TASK REQUIREMENTS.
Can you render everything from the line containing "Trace the outline of every instance of the gray" down to the end of the items as a JSON list of strings, one string per line, with blank lines left out?

RECORDS SUPPLIED.
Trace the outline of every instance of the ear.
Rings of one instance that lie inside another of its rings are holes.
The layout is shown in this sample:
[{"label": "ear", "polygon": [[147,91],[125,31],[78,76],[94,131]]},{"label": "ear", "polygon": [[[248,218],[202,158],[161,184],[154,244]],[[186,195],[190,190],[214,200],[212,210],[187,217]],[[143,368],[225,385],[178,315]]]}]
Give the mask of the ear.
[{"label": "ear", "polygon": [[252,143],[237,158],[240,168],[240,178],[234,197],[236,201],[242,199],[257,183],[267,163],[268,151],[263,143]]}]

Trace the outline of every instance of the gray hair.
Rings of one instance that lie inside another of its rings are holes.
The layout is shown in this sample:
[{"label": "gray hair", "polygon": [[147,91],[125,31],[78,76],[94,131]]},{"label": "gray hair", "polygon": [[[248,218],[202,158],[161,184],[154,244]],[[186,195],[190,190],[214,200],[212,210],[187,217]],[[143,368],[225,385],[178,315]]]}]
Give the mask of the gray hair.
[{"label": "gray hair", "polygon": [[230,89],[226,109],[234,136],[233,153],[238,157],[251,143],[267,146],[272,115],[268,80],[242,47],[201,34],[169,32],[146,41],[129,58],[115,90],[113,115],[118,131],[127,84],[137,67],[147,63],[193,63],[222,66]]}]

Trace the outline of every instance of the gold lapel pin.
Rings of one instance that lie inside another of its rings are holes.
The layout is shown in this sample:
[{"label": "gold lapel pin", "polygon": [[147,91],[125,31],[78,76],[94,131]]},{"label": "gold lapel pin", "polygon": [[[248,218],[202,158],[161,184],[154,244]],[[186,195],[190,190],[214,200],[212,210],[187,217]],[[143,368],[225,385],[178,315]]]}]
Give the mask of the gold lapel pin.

WRITTEN SOLUTION.
[
  "Trace the outline of every instance of the gray hair.",
  "Rings of one instance that lie inside another of its rings are holes.",
  "The layout is shown in this sample:",
  "[{\"label\": \"gray hair\", \"polygon\": [[147,91],[125,31],[78,76],[94,131]]},{\"label\": \"gray hair\", \"polygon\": [[[248,218],[202,158],[161,184],[154,244]],[[186,195],[190,190],[214,200],[212,210],[187,217]],[[143,368],[225,385],[178,315]]]}]",
  "Give the mask of the gray hair.",
  "[{\"label\": \"gray hair\", \"polygon\": [[230,89],[226,109],[234,136],[233,153],[238,157],[251,143],[267,146],[272,115],[268,80],[242,47],[201,34],[169,32],[146,41],[129,58],[115,90],[113,115],[118,131],[127,84],[137,67],[147,63],[193,63],[222,66]]}]",
  "Trace the outline of every instance of the gold lapel pin.",
  "Rings of one instance that lie inside another of its rings are holes.",
  "The layout is shown in this sample:",
  "[{\"label\": \"gold lapel pin\", \"polygon\": [[147,91],[125,31],[78,76],[94,131]]},{\"label\": \"gold lapel pin\", \"polygon\": [[[248,218],[202,158],[161,184],[154,244]],[[186,195],[190,190],[214,200],[212,210],[187,217]],[[143,368],[225,385],[178,315]]]}]",
  "Give the mask of the gold lapel pin."
]